Give the lines below as a numbered list, leaving out blank lines. Include only the lines from the one that contains "[indicate] one point per instance, sample <point>35,37</point>." through the one that contains "<point>48,126</point>", both included.

(Excerpts of location labeling data)
——————————
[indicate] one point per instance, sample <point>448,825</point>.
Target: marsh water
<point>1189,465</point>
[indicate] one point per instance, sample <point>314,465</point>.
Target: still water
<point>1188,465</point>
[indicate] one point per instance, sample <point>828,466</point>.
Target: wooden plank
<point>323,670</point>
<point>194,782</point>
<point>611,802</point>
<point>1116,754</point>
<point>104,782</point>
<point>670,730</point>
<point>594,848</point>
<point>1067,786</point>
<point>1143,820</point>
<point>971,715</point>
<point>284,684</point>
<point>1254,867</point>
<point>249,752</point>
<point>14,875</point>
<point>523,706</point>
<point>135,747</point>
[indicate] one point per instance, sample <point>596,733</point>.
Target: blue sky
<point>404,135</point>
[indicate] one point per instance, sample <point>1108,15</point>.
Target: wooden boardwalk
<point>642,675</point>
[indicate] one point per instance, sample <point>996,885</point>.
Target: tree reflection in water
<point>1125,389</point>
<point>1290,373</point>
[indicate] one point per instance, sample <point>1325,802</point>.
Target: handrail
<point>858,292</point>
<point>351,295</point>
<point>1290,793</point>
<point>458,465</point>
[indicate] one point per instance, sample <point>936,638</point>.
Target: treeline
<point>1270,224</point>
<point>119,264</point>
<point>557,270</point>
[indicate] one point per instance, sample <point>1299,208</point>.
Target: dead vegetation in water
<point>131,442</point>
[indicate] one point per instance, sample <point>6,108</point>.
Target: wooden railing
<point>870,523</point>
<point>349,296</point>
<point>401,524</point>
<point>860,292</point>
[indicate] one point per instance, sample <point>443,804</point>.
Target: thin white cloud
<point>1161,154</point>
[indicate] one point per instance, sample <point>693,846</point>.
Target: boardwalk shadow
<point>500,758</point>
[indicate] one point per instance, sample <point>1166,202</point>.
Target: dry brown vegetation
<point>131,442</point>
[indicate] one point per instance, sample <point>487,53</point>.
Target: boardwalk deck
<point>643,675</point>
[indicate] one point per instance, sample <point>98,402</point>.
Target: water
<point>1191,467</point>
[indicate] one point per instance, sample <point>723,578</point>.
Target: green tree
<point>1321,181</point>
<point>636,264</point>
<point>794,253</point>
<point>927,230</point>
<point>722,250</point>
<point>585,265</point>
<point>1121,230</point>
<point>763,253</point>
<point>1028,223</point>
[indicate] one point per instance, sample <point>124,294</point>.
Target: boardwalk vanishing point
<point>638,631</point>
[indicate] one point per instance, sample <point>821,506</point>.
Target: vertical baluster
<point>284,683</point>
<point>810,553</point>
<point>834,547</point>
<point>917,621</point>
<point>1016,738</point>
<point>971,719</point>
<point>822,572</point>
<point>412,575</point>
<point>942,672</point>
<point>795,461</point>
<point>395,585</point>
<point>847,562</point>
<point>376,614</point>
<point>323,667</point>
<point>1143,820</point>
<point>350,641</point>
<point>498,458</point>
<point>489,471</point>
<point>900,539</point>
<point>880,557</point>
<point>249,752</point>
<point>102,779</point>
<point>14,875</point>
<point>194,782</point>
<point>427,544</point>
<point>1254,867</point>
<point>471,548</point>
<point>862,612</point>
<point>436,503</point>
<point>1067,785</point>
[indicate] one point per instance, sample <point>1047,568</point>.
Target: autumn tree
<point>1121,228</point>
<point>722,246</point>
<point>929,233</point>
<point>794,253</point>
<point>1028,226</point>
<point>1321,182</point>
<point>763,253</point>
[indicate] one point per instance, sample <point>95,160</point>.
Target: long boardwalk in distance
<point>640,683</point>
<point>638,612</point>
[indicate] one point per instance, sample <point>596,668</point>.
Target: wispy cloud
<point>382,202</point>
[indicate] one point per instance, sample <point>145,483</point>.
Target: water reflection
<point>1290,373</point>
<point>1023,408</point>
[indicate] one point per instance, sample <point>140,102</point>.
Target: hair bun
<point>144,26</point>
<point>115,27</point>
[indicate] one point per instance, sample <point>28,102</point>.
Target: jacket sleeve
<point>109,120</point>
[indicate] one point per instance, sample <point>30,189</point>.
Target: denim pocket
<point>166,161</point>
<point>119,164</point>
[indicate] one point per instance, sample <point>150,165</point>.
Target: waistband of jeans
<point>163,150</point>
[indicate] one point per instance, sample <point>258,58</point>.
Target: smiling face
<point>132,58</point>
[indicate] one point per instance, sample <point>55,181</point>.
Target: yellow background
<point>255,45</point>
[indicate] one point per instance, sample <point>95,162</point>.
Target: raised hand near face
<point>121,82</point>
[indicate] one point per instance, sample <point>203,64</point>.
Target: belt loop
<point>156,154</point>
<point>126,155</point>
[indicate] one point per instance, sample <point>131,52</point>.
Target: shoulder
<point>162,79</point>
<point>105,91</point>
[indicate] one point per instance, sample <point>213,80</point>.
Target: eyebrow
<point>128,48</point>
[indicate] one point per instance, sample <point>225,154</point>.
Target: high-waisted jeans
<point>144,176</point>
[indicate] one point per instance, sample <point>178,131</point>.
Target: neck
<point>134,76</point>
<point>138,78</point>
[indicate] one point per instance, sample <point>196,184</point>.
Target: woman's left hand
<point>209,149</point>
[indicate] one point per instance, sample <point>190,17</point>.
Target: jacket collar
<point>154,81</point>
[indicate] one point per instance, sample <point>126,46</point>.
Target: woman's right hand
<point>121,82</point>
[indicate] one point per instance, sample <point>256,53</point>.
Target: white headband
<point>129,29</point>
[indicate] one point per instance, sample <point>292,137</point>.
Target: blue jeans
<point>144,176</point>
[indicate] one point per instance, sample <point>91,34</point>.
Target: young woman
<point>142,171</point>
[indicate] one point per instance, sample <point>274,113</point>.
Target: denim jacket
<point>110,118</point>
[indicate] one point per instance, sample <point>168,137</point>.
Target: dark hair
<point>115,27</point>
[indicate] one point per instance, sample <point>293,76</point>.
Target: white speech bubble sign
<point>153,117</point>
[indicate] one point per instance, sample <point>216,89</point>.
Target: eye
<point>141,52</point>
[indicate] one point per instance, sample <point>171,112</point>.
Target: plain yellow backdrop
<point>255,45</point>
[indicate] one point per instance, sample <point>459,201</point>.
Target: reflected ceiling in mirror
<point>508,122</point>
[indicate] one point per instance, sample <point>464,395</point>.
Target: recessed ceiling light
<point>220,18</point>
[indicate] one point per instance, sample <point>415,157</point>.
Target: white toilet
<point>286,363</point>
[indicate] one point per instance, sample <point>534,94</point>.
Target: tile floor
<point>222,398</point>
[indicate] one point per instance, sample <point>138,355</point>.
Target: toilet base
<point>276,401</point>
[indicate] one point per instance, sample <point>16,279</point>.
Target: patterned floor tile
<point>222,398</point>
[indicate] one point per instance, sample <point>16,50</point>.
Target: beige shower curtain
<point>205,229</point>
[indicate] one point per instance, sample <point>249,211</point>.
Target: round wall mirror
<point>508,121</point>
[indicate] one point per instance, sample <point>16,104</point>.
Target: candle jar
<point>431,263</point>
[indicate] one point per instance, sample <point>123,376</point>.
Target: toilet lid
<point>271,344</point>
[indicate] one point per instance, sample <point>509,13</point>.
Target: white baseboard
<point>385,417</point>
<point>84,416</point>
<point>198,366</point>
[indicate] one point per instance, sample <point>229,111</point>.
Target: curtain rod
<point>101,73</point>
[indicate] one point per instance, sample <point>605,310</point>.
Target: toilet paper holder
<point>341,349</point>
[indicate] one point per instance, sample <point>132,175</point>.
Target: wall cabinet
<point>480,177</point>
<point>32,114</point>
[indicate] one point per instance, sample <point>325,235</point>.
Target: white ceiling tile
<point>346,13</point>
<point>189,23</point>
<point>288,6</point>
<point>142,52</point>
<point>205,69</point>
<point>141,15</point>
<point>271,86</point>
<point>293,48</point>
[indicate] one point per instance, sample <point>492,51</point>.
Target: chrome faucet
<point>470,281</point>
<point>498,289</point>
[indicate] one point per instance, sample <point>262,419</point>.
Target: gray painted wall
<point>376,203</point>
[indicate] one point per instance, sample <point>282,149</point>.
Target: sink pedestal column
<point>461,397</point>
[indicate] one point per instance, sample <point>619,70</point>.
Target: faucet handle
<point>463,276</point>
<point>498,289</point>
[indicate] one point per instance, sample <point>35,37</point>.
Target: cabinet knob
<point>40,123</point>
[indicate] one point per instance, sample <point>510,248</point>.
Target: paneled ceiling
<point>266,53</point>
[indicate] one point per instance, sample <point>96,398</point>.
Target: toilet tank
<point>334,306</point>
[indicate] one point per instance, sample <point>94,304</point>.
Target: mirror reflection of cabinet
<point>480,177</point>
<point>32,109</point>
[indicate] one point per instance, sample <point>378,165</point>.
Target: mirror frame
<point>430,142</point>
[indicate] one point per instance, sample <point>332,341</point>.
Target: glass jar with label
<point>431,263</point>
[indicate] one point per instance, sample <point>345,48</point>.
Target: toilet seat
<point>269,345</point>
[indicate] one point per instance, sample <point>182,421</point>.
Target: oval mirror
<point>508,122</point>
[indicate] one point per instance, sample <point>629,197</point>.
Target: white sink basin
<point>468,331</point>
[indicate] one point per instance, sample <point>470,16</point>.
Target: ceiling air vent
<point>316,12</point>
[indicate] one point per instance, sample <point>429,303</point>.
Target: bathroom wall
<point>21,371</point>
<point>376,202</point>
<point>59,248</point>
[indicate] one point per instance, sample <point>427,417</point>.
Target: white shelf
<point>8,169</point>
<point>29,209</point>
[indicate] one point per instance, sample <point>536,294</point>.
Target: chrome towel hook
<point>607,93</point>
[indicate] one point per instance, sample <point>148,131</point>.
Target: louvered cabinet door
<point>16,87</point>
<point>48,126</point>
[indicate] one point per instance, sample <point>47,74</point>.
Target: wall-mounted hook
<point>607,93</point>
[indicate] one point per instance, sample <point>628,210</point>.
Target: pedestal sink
——————————
== The reply ==
1. [indicate] one point per instance, sample <point>35,37</point>.
2. Target: cabinet knob
3. <point>40,123</point>
4. [indicate] one point per instance, sample <point>510,248</point>.
5. Target: paneled ceiling
6. <point>266,53</point>
7. [indicate] one point per instance, sample <point>96,398</point>.
8. Target: toilet tank
9. <point>334,306</point>
10. [indicate] one point per instance, sample <point>94,304</point>.
11. Target: mirror reflection of cabinet
12. <point>480,177</point>
13. <point>32,109</point>
14. [indicate] one point per instance, sample <point>378,165</point>.
15. Target: mirror frame
16. <point>430,142</point>
17. [indicate] one point per instance, sample <point>332,341</point>.
18. Target: glass jar with label
19. <point>431,263</point>
20. [indicate] one point per instance, sample <point>345,48</point>.
21. Target: toilet seat
22. <point>269,345</point>
23. [indicate] one point per instance, sample <point>182,421</point>.
24. Target: oval mirror
25. <point>508,122</point>
26. [indicate] one point per instance, sample <point>629,197</point>.
27. Target: white sink basin
28. <point>468,331</point>
29. [indicate] one point per instance, sample <point>470,16</point>.
30. Target: ceiling air vent
31. <point>316,12</point>
32. [indicate] one point per instance, sample <point>429,303</point>.
33. Target: bathroom wall
34. <point>21,371</point>
35. <point>376,202</point>
36. <point>59,248</point>
37. [indicate] one point per instance, sample <point>427,417</point>.
38. Target: white shelf
39. <point>8,169</point>
40. <point>29,209</point>
41. [indicate] one point per instance, sample <point>536,294</point>.
42. Target: chrome towel hook
43. <point>607,93</point>
44. [indicate] one point per instance, sample <point>148,131</point>.
45. Target: louvered cabinet door
46. <point>16,87</point>
47. <point>48,126</point>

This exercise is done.